● **What is needed**: Return every one of the entries below unchanged, reproducing each line word for word.

● **Extracted data**:
========================================================================

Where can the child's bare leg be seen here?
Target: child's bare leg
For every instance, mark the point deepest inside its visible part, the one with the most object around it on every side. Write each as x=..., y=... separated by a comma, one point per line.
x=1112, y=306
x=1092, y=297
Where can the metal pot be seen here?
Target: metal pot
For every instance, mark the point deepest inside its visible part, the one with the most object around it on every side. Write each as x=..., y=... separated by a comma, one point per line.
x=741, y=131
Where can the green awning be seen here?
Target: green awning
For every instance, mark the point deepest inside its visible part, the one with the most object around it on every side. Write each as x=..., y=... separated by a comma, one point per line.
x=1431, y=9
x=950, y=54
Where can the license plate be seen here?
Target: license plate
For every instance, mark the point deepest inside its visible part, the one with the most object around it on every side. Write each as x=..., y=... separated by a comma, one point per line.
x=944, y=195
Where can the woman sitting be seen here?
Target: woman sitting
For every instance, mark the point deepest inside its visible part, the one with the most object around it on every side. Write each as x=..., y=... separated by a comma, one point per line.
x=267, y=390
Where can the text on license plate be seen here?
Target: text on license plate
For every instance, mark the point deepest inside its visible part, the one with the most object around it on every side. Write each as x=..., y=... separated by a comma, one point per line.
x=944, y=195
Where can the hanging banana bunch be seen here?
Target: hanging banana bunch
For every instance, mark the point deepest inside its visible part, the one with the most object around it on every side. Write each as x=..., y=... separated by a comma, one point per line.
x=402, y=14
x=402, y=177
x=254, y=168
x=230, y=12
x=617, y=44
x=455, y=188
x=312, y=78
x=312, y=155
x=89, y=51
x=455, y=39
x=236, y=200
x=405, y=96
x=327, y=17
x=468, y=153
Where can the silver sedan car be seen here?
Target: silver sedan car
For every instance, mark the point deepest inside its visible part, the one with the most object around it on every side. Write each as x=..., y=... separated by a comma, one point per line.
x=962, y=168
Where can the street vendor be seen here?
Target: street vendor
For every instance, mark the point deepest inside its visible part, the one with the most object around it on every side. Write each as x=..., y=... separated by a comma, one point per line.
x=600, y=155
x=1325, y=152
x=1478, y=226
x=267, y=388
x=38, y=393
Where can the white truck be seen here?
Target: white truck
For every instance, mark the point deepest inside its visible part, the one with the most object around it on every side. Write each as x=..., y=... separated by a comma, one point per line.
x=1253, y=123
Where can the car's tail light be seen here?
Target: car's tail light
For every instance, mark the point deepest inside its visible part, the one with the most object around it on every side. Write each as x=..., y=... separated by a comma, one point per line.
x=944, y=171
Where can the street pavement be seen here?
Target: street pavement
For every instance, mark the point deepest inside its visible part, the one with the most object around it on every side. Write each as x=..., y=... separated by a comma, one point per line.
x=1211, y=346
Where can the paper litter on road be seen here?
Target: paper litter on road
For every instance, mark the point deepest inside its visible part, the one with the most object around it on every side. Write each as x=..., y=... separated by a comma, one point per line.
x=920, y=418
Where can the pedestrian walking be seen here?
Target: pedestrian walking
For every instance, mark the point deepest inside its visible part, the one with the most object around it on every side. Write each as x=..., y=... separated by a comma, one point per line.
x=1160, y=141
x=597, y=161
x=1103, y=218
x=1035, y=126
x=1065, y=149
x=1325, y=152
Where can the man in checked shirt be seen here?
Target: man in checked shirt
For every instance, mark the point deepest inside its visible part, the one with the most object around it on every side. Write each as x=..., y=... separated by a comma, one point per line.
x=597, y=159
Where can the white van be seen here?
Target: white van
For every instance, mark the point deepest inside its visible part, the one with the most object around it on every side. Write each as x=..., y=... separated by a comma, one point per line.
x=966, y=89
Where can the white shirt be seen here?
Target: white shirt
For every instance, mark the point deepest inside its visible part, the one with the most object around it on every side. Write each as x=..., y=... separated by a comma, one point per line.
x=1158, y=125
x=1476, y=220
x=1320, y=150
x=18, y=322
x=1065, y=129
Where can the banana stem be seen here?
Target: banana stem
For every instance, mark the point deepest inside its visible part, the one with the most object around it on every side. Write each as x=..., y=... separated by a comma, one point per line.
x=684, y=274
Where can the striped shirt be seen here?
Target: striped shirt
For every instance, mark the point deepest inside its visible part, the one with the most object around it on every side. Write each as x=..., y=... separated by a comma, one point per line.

========================================================================

● **Result for this exercise**:
Where can the child's bare leg be seen here?
Target: child's bare leg
For every instance, mark the point deepest inside its visible part, the one with the most object around it on every side. Write each as x=..., y=... separated by a comma, one point per line.
x=1112, y=306
x=1092, y=297
Where can the metal pot be seen here?
Target: metal pot
For every instance, mark the point deepest inside its visible part, the one with the most object around it on every side. Write each as x=..., y=... separated by a comma, one point per line.
x=741, y=131
Where can the green awning be seen here?
Target: green awning
For every instance, mark the point deepest inside its visible part, the one with the most object around it on every side. Write each as x=..., y=... separated by a comma, one point per line.
x=1431, y=9
x=950, y=54
Where can the license plate be seen here?
Target: license plate
For every instance, mark the point deepest inside its visible part, the one with the most object around it on every side. Write each as x=..., y=... separated by a comma, one point per line.
x=944, y=195
Where can the woman sitting be seen here?
Target: woman sitting
For every instance, mark the point deepest inside its visible part, the one with the most object around it on every side. Write each as x=..., y=... separated by a comma, one point per line.
x=267, y=390
Where can the text on license plate be seen here?
Target: text on license plate
For every instance, mark the point deepest inside its visible part, the one with the most object around it on every side. Write each as x=..., y=... separated by a comma, one point per line.
x=944, y=195
Where can the hanging banana bunch be seen here?
Target: hanging banana bunch
For every instance, mark the point deepest inside its visible part, the one with the most object around it on every side. Write each as x=..., y=... separated by a comma, one point per line.
x=402, y=14
x=402, y=177
x=254, y=168
x=230, y=12
x=617, y=44
x=455, y=188
x=312, y=78
x=312, y=155
x=89, y=51
x=455, y=39
x=236, y=200
x=405, y=96
x=327, y=17
x=468, y=153
Where can the silver sedan car be seen here?
Target: silver sedan car
For every instance, mark the point deepest inside its visible part, the one with the most object around it on every side. Write each as x=..., y=... separated by a comma, one point per line.
x=962, y=168
Where can the street vendor be seen here?
Target: street vendor
For every instance, mark the point deepest inside its visible part, the one with the most object around it on every side. Write each as x=..., y=... separated by a comma, one point per line.
x=600, y=155
x=1325, y=152
x=1478, y=226
x=267, y=388
x=38, y=393
Where can the white truck be seen here?
Target: white truck
For every instance, mark the point deepest inside its visible part, the one with the most object around it on every side. Write each as x=..., y=... separated by a comma, one point per line.
x=1253, y=123
Where can the car's tail light be seen here?
Target: car's tail light
For every instance, mark the point deepest inside its visible part, the one with the most object around it on every side. Write each as x=..., y=... separated by a comma, one point per line.
x=944, y=171
Where can the street pavement be seen here?
Target: street pavement
For every instance, mark the point deepest inside its visible part, the one with the most object around it on every side. Write each as x=..., y=... separated by a comma, one point per line.
x=1211, y=346
Where can the paper litter on road be seen here?
Target: paper litter on road
For every instance, mark the point deepest inside its visible part, the one with the most object around it on every side. Write each as x=..., y=... separated by a comma, one point per line.
x=920, y=418
Where can the pedestrian walking be seen here?
Target: pedestrian walking
For every instance, mark the point deepest inside its visible part, the one with the most object around it on every side. Write each as x=..., y=... separated by a comma, one point per line.
x=1160, y=141
x=597, y=161
x=1103, y=218
x=1035, y=126
x=1065, y=149
x=1325, y=152
Where can the man in checked shirt be seen here?
Target: man in checked shirt
For every instance, mark the point deepest inside its visible part, the one with the most object around it on every side. Write each as x=..., y=... separated by a comma, one point per line.
x=597, y=159
Where can the white van be seen here?
Target: white van
For every instance, mark the point deepest inside its visible part, the one with the most object around it on every side. Write each as x=..., y=... separated by a comma, one point per line.
x=966, y=89
Where can the white shirt be seen here?
Target: white shirt
For every instance, mark the point deepest inside its visible part, the one with the most object around it on every side. Write each as x=..., y=... separated by a comma, one point per line.
x=1158, y=125
x=1476, y=220
x=1320, y=150
x=18, y=322
x=1065, y=129
Where can the banana stem be seen here?
Target: banana stem
For every instance, mark the point deepest inside its visible part, the one with the most object around it on every side. Write each as x=..., y=... separated by a comma, one point per line.
x=684, y=274
Where can the striped shirt be seen here?
Target: striped shirt
For every instance, mark the point deepest inside its visible part, the one with the most object around it on every side. Write each as x=..., y=... separated by a comma, one point per line.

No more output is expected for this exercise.